* _Short task A_
From the piece on Randolph Carter, list every title followed by a year in parentheses, together with that year.
* _Short task B_
Summarize the piece on Randolph Carter in two sentences.
* _Short task C_
Keep writing the piece on Randolph Carter, picking up from its final sentence.

* _Given text_
Randolph
Carter is a character who appears in several of H.P. Lovecraft stories, as
early as 1920 in the classic The
Statement of Randolph Carter.
Thought by some to be the author’s alter ego, the character appears to
undergo some personal changes over time and across stories, and this is
especially the case in the Lovecraft-Hoffman collaboration, Through the Gates of the Silver Key
(1934)—Carter at one point is reincarnated as an insectoid wizard from the
planet Yaddith. This makes his homecoming much more awkward than it was in The Dream-Quest of Unknown Kadath
(1943).
In a
letter to E. Hoffmann Price dated October 3, 1932, Lovecraft offers his friend
several suggestions in order to improve the draft of this sequel to his earlier
story, The Silver Key (1929):
In
the first place, the style ought perhaps to be less unlike that of The Silver Key. Secondly, in describing Carter’s exit from the
world of reality the fact that he has returned to a boyhood stage ought to be
allowed for. This is mentioned in The Silver Key. Third—the transition, and the entrance to the
world of illusion, ought to be infinitely subtilized. There must be no abrupt entry to a tangible
and describable vault inside the hill, but rather a vague atomic filtration
into a world hardly describable in terms of matter.
In the
letter Lovecraft indicates that his contribution to the joint project may involve
some changes, which changes “may (if you don’t mind) be quite considerable.” Perhaps anticipating criticism from others,
namely that of Farnsworth Wright at Weird
Tales, where the collaboration was eventually published, Lovecraft goes
on to identify the challenges he and Hoffman face in completing the work:
And
right here two problems come up. First—how
to get ideas to the reader without introducing the element of concrete-sounding
dialogue—a jarring note in connexion with vague transpatial abysses and
nebulosities—and second, how to avoid the impression of lecture-room didacticism. Hell, but it’ll be a tough nut to crack!
Many readers
have since concluded that the nut remained uncracked. Upon reading the story when it was first
submitted, Farnsworth Wright feared that readers “would find the descriptions
and discussions of polydimensional space poison to their enjoyment of the tale…” S.T. Joshi did not like this story either. It is not included among Lovecraft’s primary
and secondary revisions in The Horror in
the Museum (1970), though it is at least equal in quality to several of the
stories in that interesting collection.
Joshi described it as “…nothing more than a fantastic adventure story
with awkward and laboured mathematical and philosophical interludes.”

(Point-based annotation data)
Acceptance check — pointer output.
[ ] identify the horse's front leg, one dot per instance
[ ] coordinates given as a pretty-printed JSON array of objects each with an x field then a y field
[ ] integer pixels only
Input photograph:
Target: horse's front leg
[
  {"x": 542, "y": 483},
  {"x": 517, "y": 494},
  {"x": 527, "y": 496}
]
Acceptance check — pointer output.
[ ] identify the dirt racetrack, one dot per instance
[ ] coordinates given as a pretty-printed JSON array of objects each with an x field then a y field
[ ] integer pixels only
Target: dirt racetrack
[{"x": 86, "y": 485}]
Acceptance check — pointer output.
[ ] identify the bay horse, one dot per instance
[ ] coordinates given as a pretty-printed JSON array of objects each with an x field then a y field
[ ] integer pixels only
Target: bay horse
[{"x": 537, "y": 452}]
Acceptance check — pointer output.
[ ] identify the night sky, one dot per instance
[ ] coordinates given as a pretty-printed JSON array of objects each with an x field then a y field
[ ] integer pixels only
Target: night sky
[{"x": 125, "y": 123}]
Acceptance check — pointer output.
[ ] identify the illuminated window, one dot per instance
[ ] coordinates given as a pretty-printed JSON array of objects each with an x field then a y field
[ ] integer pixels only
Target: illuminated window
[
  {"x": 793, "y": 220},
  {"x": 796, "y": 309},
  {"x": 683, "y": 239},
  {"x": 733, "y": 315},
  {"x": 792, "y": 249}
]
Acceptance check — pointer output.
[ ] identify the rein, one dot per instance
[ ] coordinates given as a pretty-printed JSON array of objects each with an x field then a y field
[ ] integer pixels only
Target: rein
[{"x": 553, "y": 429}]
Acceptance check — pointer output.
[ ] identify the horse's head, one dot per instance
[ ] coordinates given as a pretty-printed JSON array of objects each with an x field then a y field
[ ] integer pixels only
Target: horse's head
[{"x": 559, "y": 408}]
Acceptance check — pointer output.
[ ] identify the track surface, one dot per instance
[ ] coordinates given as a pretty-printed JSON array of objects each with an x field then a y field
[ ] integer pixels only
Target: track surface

* _Task response A_
- Through the Gates of the Silver Key (1934)
- The Dream-Quest of Unknown Kadath (1943)
- The Silver Key (1929)
- The Horror in the Museum (1970)

* _Task response B_
Randolph Carter appears in several Lovecraft stories and changes over time, most of all in the Lovecraft-Hoffman collaboration Through the Gates of the Silver Key (1934), where he is reincarnated as an insectoid wizard from the planet Yaddith. In a letter of October 3, 1932, Lovecraft suggested improvements to the draft and named the challenges of the work, and many readers, including Farnsworth Wright and S.T. Joshi, have since found the story lacking.

* _Task response C_
Nevertheless,
Through the Gates of the Silver Key
is interesting as much for its flaws as for its imaginative attempts to
incorporate elements of both The Silver
Key and The Statement of Randolph
Carter. (The doomed character of Harley
Warren is frequently referred to in the Lovecraft-Hoffmann story.) There are numerous references to Lovecraftian
concepts from other works, and The
Necronomicon is quoted at length:
“And while there are
those,” the mad Arab had written, “who have dared to seek glimpses beyond the
Veil, and to accept HIM as guide, they would have been more prudent had they
avoided commerce with HIM; for it is written in the Book of Thoth how terrific
is the price of a single glimpse...”
Approaching
a novella in length, Through the Gates of
the Silver Key is comprised of 8 sections, but the most interesting are the
first three—which bring the reader up to date about Carter’s activities since
he disappeared back in October of 1928—and the last, which contains a surprise
ending that will not surprise most astute readers. Most will want to skim through sections 4
through 6, which present a tediously “didactic” proto-New Age mish-mash of weird
geometry and Buddhism. (E. Hoffmann
Price was a Buddhist and also, incongruously, a Republican.) This part of the story must have been
excruciating for Lovecraft to edit and revise—Joshi suspects he gave up and
left most of Price’s ideas intact.
The
story opens in New Orleans, at the home of one Etienne de Marigny, a wealthy
mystic, who is hosting Ward Phillips—“an elderly eccentric of Providence, Rhode
Island” and Ernest K. Aspinwall, a cousin of Randolph Carter’s, representing
the family’s fiduciary interests. They
have gathered to divide the long lost Carter’s earthly estate, but Phillips and
Marigny believe Carter is still alive and may return soon.
So does
their exotic guest, the Swami Chandraputra, also at the table. Here Lovecraft and Price have inserted the
stock character of the mysterious inscrutable Asian who probably knows more
than he is saying. There is also “an
increasingly nervous old Negro” whose job it is to refill “the odd tripods of
wrought iron” that stand in the corners of the room, spewing out “the hypnotic
fumes of olibanum”. He gets no lines, no
one talks to him, and he apparently flees in panic near the end of the story. This is also a stock character in the pulp
fiction of the time and in the movie adaptations that followed shortly
afterwards.
Chandraputra
gets nearly all the lines. Much of the story is his monologue about
Lovecrafto-Buddhist metaphysics, as he describes how Carter goes through
various “gates” and what he sees.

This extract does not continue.